Exercise objective
Omit all pictures. Quote only the lines from the one with "pants. Return only the coordinates." through the end of the material below.

Data provided
*-*-*
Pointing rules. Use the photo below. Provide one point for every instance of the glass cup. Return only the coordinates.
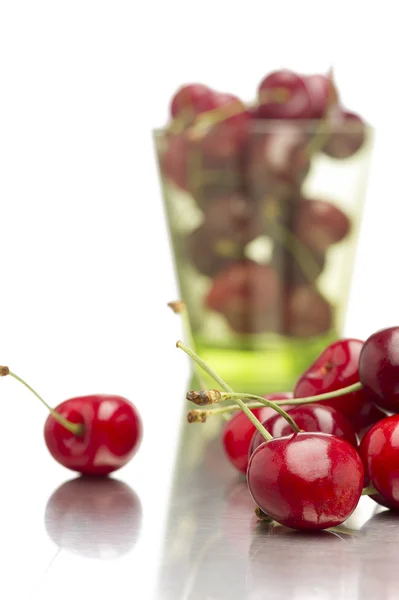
(264, 226)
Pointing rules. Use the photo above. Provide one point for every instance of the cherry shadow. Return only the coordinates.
(94, 517)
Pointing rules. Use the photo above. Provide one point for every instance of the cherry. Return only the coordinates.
(107, 510)
(185, 163)
(233, 216)
(245, 283)
(191, 100)
(366, 418)
(319, 89)
(239, 431)
(283, 95)
(93, 435)
(347, 137)
(379, 450)
(291, 271)
(306, 480)
(247, 295)
(226, 138)
(237, 435)
(110, 437)
(379, 368)
(210, 255)
(319, 224)
(276, 162)
(311, 418)
(336, 367)
(306, 313)
(174, 161)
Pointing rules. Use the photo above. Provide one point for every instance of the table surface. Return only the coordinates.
(195, 536)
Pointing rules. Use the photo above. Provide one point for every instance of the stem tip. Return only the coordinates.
(177, 306)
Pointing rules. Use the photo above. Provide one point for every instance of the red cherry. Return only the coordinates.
(309, 417)
(379, 451)
(319, 224)
(192, 100)
(379, 368)
(111, 435)
(347, 137)
(335, 368)
(366, 418)
(283, 95)
(106, 510)
(306, 480)
(237, 435)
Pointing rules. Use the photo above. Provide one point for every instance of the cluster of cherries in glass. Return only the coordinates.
(93, 435)
(245, 167)
(345, 441)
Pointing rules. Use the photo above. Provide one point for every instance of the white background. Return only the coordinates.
(85, 263)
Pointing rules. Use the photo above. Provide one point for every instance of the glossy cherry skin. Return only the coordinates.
(283, 95)
(379, 451)
(308, 481)
(237, 435)
(112, 434)
(379, 368)
(335, 368)
(366, 418)
(308, 417)
(239, 430)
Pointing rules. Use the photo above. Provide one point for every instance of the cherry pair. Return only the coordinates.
(314, 480)
(304, 480)
(93, 435)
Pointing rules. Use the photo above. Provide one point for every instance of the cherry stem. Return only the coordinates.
(264, 402)
(226, 387)
(75, 428)
(200, 415)
(327, 396)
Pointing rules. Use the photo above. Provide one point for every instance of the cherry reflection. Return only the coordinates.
(96, 518)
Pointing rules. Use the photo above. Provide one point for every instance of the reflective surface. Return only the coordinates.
(178, 524)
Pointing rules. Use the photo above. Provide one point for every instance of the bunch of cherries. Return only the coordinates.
(245, 167)
(93, 435)
(309, 455)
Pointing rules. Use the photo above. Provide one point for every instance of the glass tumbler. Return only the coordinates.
(264, 225)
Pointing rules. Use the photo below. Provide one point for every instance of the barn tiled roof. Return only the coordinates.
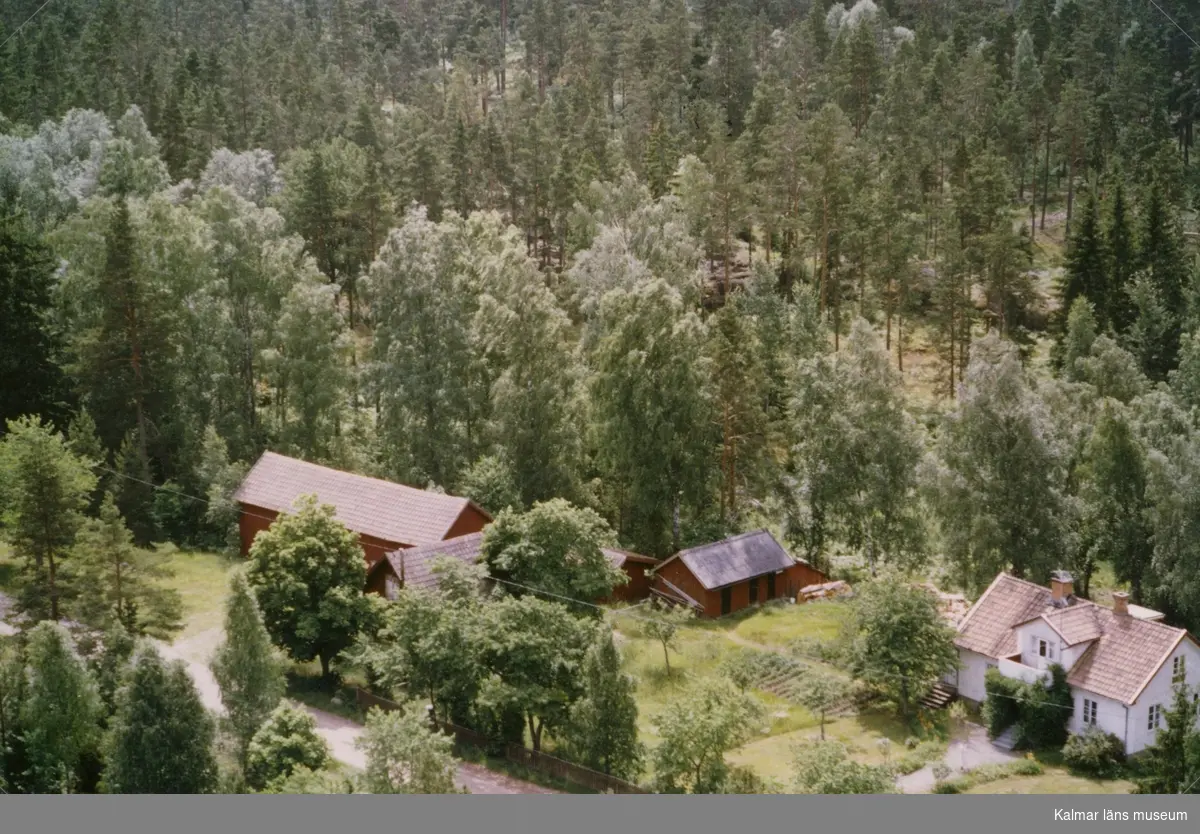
(366, 505)
(415, 564)
(735, 559)
(1125, 651)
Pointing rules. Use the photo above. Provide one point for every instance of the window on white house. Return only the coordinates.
(1089, 711)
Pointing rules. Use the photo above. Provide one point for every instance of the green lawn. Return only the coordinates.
(203, 581)
(1054, 780)
(780, 625)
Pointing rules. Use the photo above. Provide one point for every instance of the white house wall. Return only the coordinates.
(972, 669)
(1161, 690)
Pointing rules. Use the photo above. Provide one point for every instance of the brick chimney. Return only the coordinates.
(1062, 586)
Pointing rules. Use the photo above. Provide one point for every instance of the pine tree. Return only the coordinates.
(47, 489)
(120, 581)
(60, 712)
(1087, 268)
(603, 731)
(161, 737)
(30, 378)
(246, 666)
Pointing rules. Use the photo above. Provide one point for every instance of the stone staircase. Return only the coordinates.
(939, 697)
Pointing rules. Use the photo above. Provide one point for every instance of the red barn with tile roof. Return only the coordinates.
(729, 575)
(387, 516)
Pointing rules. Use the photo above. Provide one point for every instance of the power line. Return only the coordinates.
(17, 30)
(1186, 33)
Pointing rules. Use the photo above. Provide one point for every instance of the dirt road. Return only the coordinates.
(339, 732)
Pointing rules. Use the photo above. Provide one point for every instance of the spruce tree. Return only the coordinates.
(246, 665)
(60, 712)
(161, 737)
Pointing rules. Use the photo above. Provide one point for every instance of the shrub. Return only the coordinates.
(1095, 753)
(1001, 709)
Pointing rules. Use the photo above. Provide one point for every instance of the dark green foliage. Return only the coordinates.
(1095, 753)
(161, 737)
(31, 379)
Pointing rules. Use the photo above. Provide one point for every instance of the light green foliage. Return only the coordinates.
(996, 480)
(903, 645)
(555, 547)
(405, 755)
(857, 455)
(118, 580)
(161, 737)
(46, 487)
(60, 712)
(246, 665)
(534, 653)
(823, 767)
(307, 574)
(285, 743)
(601, 732)
(697, 730)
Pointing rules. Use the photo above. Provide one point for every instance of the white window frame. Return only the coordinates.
(1090, 709)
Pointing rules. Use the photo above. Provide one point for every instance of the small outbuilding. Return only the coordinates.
(385, 516)
(732, 574)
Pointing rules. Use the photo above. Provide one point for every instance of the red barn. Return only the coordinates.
(729, 575)
(412, 568)
(387, 516)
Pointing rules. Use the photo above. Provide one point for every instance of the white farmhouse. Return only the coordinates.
(1122, 663)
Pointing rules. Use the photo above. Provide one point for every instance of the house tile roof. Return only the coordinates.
(366, 505)
(735, 559)
(1125, 652)
(988, 629)
(415, 564)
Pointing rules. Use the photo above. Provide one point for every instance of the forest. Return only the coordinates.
(911, 283)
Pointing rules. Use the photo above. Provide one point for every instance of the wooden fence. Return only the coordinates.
(534, 760)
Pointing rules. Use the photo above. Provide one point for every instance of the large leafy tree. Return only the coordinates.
(555, 547)
(60, 712)
(652, 413)
(996, 478)
(246, 665)
(406, 755)
(534, 653)
(700, 727)
(307, 573)
(603, 729)
(901, 642)
(161, 737)
(46, 489)
(857, 454)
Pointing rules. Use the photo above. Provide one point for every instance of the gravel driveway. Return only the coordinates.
(963, 754)
(339, 732)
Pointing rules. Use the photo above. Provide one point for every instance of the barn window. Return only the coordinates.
(1089, 712)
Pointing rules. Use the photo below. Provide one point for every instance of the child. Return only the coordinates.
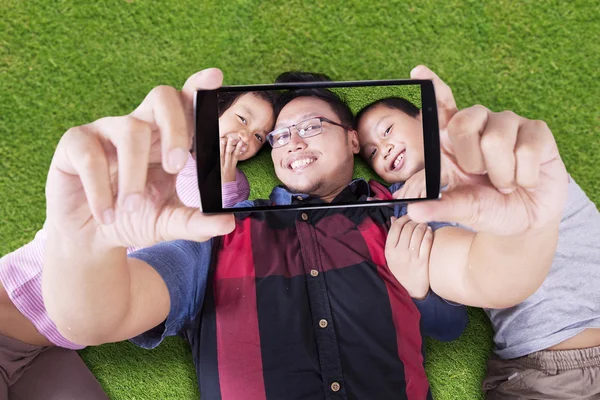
(244, 121)
(26, 328)
(390, 134)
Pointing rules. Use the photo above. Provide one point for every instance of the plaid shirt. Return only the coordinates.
(299, 305)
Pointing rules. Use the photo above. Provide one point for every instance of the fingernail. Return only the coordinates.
(108, 216)
(177, 158)
(133, 202)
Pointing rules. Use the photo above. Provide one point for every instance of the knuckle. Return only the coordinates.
(162, 90)
(525, 151)
(89, 160)
(479, 109)
(74, 133)
(508, 114)
(539, 125)
(493, 142)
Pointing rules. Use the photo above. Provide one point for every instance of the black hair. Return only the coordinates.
(226, 99)
(337, 104)
(395, 103)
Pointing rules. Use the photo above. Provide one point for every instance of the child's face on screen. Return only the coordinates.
(391, 142)
(248, 119)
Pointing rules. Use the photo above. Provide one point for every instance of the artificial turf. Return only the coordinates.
(65, 63)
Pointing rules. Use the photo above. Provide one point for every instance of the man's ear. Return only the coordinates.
(353, 138)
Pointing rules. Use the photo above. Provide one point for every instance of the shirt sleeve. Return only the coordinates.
(441, 319)
(235, 192)
(183, 266)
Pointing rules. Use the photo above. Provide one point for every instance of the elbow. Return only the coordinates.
(77, 326)
(76, 330)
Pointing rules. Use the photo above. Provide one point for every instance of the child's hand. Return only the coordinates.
(414, 187)
(231, 149)
(407, 252)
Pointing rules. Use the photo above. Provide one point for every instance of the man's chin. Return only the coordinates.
(310, 189)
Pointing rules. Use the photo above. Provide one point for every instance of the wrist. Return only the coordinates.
(419, 295)
(228, 176)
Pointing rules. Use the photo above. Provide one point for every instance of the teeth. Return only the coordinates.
(302, 162)
(398, 159)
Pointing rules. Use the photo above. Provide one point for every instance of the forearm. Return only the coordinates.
(485, 270)
(86, 290)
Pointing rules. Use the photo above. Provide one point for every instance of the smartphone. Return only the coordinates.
(295, 146)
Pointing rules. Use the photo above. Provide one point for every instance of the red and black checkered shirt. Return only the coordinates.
(298, 305)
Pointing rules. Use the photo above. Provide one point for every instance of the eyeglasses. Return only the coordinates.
(307, 128)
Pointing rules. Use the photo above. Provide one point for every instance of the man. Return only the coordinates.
(258, 336)
(20, 272)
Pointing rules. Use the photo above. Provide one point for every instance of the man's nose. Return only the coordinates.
(296, 142)
(387, 150)
(237, 136)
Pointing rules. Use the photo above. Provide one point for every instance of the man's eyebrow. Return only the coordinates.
(378, 124)
(247, 110)
(285, 124)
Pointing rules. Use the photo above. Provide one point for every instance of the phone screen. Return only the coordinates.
(299, 145)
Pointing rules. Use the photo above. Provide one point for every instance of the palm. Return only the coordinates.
(514, 213)
(68, 201)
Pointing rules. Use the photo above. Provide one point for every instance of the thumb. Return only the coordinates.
(443, 94)
(189, 223)
(464, 205)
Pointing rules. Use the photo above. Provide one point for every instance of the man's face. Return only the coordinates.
(320, 165)
(392, 143)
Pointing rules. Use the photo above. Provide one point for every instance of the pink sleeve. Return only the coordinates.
(24, 264)
(187, 184)
(235, 192)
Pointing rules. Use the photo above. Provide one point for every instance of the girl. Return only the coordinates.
(35, 360)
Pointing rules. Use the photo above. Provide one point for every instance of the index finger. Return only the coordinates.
(443, 94)
(163, 110)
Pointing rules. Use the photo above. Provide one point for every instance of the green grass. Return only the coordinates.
(65, 63)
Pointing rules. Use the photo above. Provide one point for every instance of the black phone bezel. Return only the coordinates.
(206, 143)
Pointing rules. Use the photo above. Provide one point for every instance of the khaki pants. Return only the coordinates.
(548, 375)
(30, 372)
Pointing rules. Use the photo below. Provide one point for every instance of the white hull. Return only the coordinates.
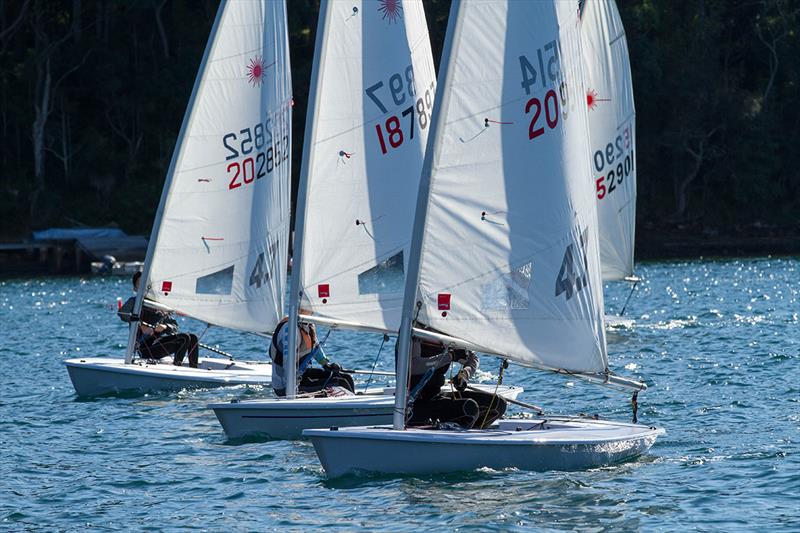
(557, 443)
(286, 419)
(103, 375)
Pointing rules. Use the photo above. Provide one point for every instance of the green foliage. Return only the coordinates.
(716, 85)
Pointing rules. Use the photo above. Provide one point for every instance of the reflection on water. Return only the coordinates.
(716, 342)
*-*-*
Output for this task
Pointing rules. Use the photo above. Provide one point for every instance of the khaki pants. Return only the coordinates.
(548, 375)
(30, 372)
Pointing rules. Use the photo below. Provide one point for every instance of the white hull. Return only the coordinates.
(557, 443)
(286, 419)
(103, 375)
Pointing rules. Use the photo above. Provide one point for every instance of the green foliage. Return only the coordinates.
(716, 85)
Pointing rules. Use the photo above. Provide one point for every instance of the reflection on water. Return only the coordinates.
(716, 342)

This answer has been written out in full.